> _Data for this task_:
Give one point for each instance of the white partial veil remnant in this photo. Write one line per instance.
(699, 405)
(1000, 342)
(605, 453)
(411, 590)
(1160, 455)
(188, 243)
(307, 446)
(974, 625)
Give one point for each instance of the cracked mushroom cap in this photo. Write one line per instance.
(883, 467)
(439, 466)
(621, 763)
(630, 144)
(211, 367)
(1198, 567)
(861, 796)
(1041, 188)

> _Work order_:
Reproduce all of the material above word for word.

> _Response area_:
Give one point for each instance of the white partial veil remnant in this photo. Write one line per instance.
(699, 405)
(1000, 342)
(605, 453)
(411, 590)
(1160, 455)
(188, 243)
(307, 446)
(974, 625)
Give one point for each instance of the cracked mushroom cap in this photo. Write one line per instance.
(883, 467)
(439, 466)
(621, 763)
(630, 144)
(211, 367)
(1198, 567)
(861, 796)
(1041, 188)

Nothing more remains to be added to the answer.